(Source data)

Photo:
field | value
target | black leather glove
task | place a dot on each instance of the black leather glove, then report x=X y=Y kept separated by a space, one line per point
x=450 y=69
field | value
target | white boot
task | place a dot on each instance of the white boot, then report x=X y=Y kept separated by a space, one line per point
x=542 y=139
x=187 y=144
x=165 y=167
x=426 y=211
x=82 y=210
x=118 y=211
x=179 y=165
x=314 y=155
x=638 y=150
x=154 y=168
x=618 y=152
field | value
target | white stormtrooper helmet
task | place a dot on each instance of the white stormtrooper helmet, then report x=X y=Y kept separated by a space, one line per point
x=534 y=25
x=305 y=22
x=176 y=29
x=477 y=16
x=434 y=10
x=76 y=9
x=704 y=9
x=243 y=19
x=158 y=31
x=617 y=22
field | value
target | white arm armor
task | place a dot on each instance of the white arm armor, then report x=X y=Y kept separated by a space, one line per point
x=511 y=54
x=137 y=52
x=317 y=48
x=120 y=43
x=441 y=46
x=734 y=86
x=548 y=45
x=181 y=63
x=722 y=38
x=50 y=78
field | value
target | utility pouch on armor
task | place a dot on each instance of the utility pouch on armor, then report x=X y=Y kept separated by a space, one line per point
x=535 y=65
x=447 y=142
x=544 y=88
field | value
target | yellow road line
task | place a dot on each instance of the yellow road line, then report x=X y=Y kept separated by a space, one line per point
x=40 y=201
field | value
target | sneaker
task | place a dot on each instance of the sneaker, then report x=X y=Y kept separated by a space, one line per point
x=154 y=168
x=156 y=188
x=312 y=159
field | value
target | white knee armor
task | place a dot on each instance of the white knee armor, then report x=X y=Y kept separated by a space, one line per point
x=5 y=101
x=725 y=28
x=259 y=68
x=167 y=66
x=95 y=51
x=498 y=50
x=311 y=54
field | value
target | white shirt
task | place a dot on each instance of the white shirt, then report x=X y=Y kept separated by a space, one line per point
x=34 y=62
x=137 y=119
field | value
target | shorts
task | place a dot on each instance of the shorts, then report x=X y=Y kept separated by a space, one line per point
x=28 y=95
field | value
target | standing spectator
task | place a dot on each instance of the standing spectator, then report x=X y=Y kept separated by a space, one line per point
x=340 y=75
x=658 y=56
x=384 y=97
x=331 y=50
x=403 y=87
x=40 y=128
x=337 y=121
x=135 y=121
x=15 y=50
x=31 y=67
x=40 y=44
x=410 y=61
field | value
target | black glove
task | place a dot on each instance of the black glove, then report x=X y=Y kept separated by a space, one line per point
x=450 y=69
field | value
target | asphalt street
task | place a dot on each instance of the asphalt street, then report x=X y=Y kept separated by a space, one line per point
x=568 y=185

▶ _Problem_
Write out every record verbatim.

▶ _Task answer_
Photo:
field | value
target | black leather glove
task | place a dot on each instance of the black leather glove, then report x=X y=Y kept separated by a space, one line per point
x=450 y=69
field | value
target | white boot
task | place a dot on each instance of the white boot, then report x=X y=Y kept separated by a space, one line per point
x=542 y=139
x=187 y=144
x=165 y=167
x=426 y=211
x=82 y=210
x=118 y=211
x=179 y=165
x=314 y=155
x=638 y=150
x=154 y=168
x=618 y=152
field | value
target | white stormtrooper helmet
task | place a dot on each instance of the white stormtrooper helmet, then report x=X y=Y kept separated by a space, one line per point
x=534 y=25
x=305 y=22
x=176 y=29
x=477 y=16
x=434 y=10
x=76 y=9
x=704 y=9
x=243 y=19
x=158 y=31
x=617 y=22
field | value
target | white arm armor
task | place a dot on each instance of the white arm armor, then report x=X y=Y kept separated by a space, one line per point
x=511 y=54
x=137 y=52
x=317 y=48
x=120 y=43
x=441 y=46
x=734 y=86
x=548 y=45
x=181 y=63
x=722 y=38
x=50 y=78
field | value
target | utility pouch on armor
task | place a dot on each instance of the utility pouch on armor, then report x=X y=Y kept separated by a space, one line per point
x=535 y=65
x=447 y=142
x=544 y=88
field | value
target | yellow road line
task | place a dot on each instance of the yellow road line, then report x=X y=Y kept separated by a space, one line per point
x=40 y=201
field | value
target | sneaker
task | place a dot on each instance of the sneaker, then report x=X y=Y kept separated by a space, one line per point
x=154 y=168
x=156 y=188
x=312 y=159
field | value
target | white knee armor
task | place a dot on each instance of the white knee armor, then report x=X y=Y kept separated by a space, one line per point
x=5 y=101
x=725 y=28
x=259 y=68
x=167 y=66
x=95 y=51
x=498 y=50
x=311 y=54
field | value
target | white shirt
task | place a dot on each instance of the white shirt, then report x=X y=Y kept separated by a space, one line per point
x=34 y=62
x=137 y=119
field | value
target | shorts
task | place a dot on each instance of the shorts, then report x=X y=Y kept separated by a space, one line per point
x=28 y=95
field | value
target | standing spectator
task | place a dot on each instance of the standing spectator, then report x=X y=Y kept separated by a space, one line per point
x=340 y=75
x=658 y=56
x=384 y=97
x=331 y=50
x=403 y=87
x=40 y=128
x=337 y=121
x=135 y=121
x=15 y=50
x=31 y=67
x=40 y=44
x=410 y=61
field | value
target | black glove
task | place a dot on each instance of the black glove, then report x=X y=Y kept separated by a space, one line per point
x=450 y=69
field | value
target | asphalt street
task | place a dot on each instance of the asphalt street, then report x=X y=Y kept separated by a space, one line per point
x=568 y=185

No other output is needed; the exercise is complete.